Reproduce all of the data that follows, character for character.
─── Data shown ───
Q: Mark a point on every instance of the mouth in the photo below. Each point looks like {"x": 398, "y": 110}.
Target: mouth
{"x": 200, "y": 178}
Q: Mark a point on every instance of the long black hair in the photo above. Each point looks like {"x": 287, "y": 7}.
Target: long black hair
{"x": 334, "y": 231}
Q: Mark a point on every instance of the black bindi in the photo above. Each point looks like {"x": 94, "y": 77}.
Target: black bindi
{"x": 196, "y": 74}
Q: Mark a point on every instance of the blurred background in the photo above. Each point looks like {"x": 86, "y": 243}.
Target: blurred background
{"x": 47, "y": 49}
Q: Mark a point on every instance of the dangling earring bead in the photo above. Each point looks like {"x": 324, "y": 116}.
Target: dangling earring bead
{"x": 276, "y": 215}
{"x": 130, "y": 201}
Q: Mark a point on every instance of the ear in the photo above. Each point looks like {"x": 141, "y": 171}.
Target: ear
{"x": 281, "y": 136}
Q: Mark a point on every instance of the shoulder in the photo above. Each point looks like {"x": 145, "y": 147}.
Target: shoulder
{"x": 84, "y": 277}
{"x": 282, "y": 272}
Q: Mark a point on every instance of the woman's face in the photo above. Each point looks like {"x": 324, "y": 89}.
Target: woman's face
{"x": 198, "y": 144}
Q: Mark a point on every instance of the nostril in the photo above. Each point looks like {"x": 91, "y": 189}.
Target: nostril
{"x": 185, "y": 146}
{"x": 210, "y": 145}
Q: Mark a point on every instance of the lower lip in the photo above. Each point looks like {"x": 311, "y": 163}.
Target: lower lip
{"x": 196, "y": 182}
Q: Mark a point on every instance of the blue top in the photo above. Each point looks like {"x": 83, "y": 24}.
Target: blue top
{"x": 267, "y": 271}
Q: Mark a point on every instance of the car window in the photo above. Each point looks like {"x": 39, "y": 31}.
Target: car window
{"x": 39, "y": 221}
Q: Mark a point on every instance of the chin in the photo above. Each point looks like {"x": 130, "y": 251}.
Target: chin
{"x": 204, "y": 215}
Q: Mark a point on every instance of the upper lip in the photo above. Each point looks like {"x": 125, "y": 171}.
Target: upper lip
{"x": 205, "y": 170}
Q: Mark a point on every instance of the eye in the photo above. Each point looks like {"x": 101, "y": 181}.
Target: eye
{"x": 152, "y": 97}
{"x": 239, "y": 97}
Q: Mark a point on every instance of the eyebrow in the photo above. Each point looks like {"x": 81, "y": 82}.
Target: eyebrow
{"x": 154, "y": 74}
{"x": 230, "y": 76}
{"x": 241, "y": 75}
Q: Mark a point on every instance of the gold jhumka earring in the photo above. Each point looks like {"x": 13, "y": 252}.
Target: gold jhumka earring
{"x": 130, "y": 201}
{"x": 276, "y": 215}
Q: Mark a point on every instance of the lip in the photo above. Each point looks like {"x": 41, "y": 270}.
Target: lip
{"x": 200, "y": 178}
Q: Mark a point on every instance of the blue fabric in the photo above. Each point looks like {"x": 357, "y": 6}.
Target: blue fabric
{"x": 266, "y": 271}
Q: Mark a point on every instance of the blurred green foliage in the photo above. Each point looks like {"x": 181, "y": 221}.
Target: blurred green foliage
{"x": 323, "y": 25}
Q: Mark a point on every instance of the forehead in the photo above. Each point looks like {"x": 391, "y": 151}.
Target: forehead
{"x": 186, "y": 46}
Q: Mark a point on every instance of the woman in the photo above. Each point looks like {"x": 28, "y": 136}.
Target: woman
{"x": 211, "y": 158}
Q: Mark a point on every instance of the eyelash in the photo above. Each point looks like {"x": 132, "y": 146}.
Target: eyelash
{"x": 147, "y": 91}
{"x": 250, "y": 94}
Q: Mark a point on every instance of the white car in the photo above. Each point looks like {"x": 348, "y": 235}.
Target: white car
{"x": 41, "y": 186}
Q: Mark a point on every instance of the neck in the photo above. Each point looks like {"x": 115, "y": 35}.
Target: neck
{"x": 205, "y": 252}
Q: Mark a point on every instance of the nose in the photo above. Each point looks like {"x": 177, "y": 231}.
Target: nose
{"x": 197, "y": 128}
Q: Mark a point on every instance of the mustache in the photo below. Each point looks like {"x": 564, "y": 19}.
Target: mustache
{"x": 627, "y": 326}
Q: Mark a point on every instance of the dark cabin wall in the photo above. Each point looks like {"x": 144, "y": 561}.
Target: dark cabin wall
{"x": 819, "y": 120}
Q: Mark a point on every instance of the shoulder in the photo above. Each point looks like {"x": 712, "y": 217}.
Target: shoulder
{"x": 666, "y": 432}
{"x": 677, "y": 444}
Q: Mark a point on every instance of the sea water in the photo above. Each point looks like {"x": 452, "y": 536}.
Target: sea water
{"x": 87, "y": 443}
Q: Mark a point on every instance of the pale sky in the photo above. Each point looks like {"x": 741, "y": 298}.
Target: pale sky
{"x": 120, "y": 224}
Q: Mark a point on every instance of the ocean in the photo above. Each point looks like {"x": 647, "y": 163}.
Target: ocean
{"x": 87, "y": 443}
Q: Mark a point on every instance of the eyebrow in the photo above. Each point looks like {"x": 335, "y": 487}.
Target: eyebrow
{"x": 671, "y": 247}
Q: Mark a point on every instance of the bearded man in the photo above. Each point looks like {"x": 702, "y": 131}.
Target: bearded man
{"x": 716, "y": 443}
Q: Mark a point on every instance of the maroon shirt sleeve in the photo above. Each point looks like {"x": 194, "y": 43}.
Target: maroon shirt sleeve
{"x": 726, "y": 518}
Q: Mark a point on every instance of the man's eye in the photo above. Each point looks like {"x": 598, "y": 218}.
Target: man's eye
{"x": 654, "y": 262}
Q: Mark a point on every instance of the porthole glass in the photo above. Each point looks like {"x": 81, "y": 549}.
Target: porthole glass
───
▸ Exercise response:
Q: Mark a point on every instance of the mouth in the photo below. Each point looks like {"x": 398, "y": 110}.
Target: mouth
{"x": 200, "y": 178}
Q: Mark a point on every instance of the long black hair in the photo above. Each point looks like {"x": 287, "y": 7}.
Target: long black hair
{"x": 334, "y": 231}
Q: Mark a point on every instance of the black bindi in the photo above. Each point looks like {"x": 94, "y": 77}.
Target: black bindi
{"x": 196, "y": 74}
Q: Mark a point on every instance of the blurred background in the photo above. Each point looks like {"x": 86, "y": 243}.
Target: blurred background
{"x": 47, "y": 49}
Q: Mark a point on every instance of the dangling earring bead in the photo above. Each point looks like {"x": 324, "y": 116}.
Target: dangling earring bead
{"x": 276, "y": 215}
{"x": 130, "y": 201}
Q: Mark a point on every instance of the ear in the photo above. Each point looks like {"x": 141, "y": 171}.
Target: ear
{"x": 281, "y": 136}
Q: Mark a point on every instance of the shoulder in the photo above. Each point looks like {"x": 145, "y": 147}.
Target: shoulder
{"x": 84, "y": 277}
{"x": 282, "y": 272}
Q: Mark a point on every instance of the woman's face in the photo above. Each point looks like {"x": 324, "y": 89}.
Target: woman's face
{"x": 198, "y": 144}
Q: Mark a point on every instance of the nostril in the photo above. Each point looks like {"x": 91, "y": 189}.
Target: nostril
{"x": 185, "y": 146}
{"x": 210, "y": 145}
Q: Mark a point on every instance of the lower lip in the photo above. Each point looks like {"x": 311, "y": 163}.
Target: lower lip
{"x": 196, "y": 182}
Q: Mark a point on every instance of the blue top in the photo above. Each point looks like {"x": 83, "y": 24}.
Target: blue top
{"x": 267, "y": 271}
Q: Mark a point on every instance of the car window in the photo above. Each point looks like {"x": 39, "y": 31}.
Target: car window
{"x": 39, "y": 221}
Q: Mark a point on every instance of the chin in the photo above. Each point looks like {"x": 130, "y": 251}.
Target: chin
{"x": 204, "y": 215}
Q: Mark a point on every instance of the upper lip in the photo above. Each point looks like {"x": 125, "y": 171}.
Target: upper lip
{"x": 205, "y": 170}
Q: Mark a point on every instance of the eye in the photo above. Each point looks like {"x": 101, "y": 181}.
Target: eye
{"x": 152, "y": 97}
{"x": 239, "y": 97}
Q: Mark a point on every instance of the eyebrow in the photo above. Each point looks like {"x": 81, "y": 82}.
Target: eyebrow
{"x": 154, "y": 74}
{"x": 230, "y": 76}
{"x": 241, "y": 75}
Q: Mark a point on every instance of the gold jhumka earring in the photo above. Each point looks like {"x": 13, "y": 252}.
Target: gold jhumka earring
{"x": 130, "y": 201}
{"x": 276, "y": 215}
Q: Mark a point on every instance of the lip in the photo above. Each point looks like {"x": 41, "y": 270}.
Target: lip
{"x": 200, "y": 178}
Q: Mark a point on every instance of the blue fabric in the photo above. Each point looks like {"x": 357, "y": 6}.
Target: blue fabric
{"x": 266, "y": 271}
Q: Mark a point on every instance of the blurred green foliage in the photo above. Each point looks like {"x": 181, "y": 221}.
Target: blurred green foliage
{"x": 323, "y": 25}
Q: Mark a point on every instance of the forehead in the photo above. Each point looks like {"x": 391, "y": 151}.
Target: forehead
{"x": 186, "y": 46}
Q: Mark a point on every instance of the woman in the photo above. Each point looks like {"x": 28, "y": 136}.
Target: woman
{"x": 211, "y": 158}
Q: Mark a point on every instance of the eyelash in the photo above. Each point looks like {"x": 132, "y": 146}.
Target: eyelash
{"x": 147, "y": 91}
{"x": 250, "y": 94}
Q: Mark a point on every instance of the white car in the photo above. Each point looks like {"x": 348, "y": 235}.
Target: white car
{"x": 41, "y": 186}
Q: Mark a point on every instance of the neck in the photo above. Each point looks like {"x": 115, "y": 35}.
Target: neck
{"x": 205, "y": 252}
Q: Mark a point on every instance of the nose in the photo above. Each point looks like {"x": 177, "y": 231}.
Target: nose
{"x": 197, "y": 128}
Q: Mark a point on every instance of the mustache in the photo below. Each point looks like {"x": 564, "y": 19}.
Target: mustache
{"x": 627, "y": 326}
Q: Mark a point on every instance of the dark cabin wall in the photo above. Each point looks like {"x": 144, "y": 561}.
Target: dark cabin wall
{"x": 819, "y": 120}
Q: Mark a point on every instance of the shoulder in the photo above. Each point looks like {"x": 712, "y": 217}.
Target: shoulder
{"x": 666, "y": 432}
{"x": 677, "y": 444}
Q: Mark a point on every instance of the sea water in the photo above. Each point looks like {"x": 452, "y": 536}.
Target: sea water
{"x": 87, "y": 443}
Q: Mark a point on every instance of the pale sky in the photo above. Each point looks like {"x": 741, "y": 298}.
Target: pale sky
{"x": 120, "y": 224}
Q: Mark a point on every instance of the ocean in the photo above. Each point looks like {"x": 647, "y": 163}.
Target: ocean
{"x": 87, "y": 443}
Q: Mark a point on every instance of the eyebrow in the photo above. Each point looks like {"x": 335, "y": 487}.
Target: eyebrow
{"x": 671, "y": 247}
Q: Mark a point on every instance of the bearded man in the photo above. Each point looks like {"x": 702, "y": 131}.
Target: bearded man
{"x": 716, "y": 443}
Q: Mark a point on every instance of the maroon shirt sleeve in the photo above. Each point looks like {"x": 194, "y": 43}.
Target: maroon shirt sleeve
{"x": 726, "y": 518}
Q: Mark a point on every instance of the man's eye in the photo above. Each point looks like {"x": 598, "y": 218}.
Target: man's eye
{"x": 654, "y": 262}
Q: Mark a point on every instance of the porthole glass in the photo above. Each point looks like {"x": 81, "y": 549}.
Target: porthole glass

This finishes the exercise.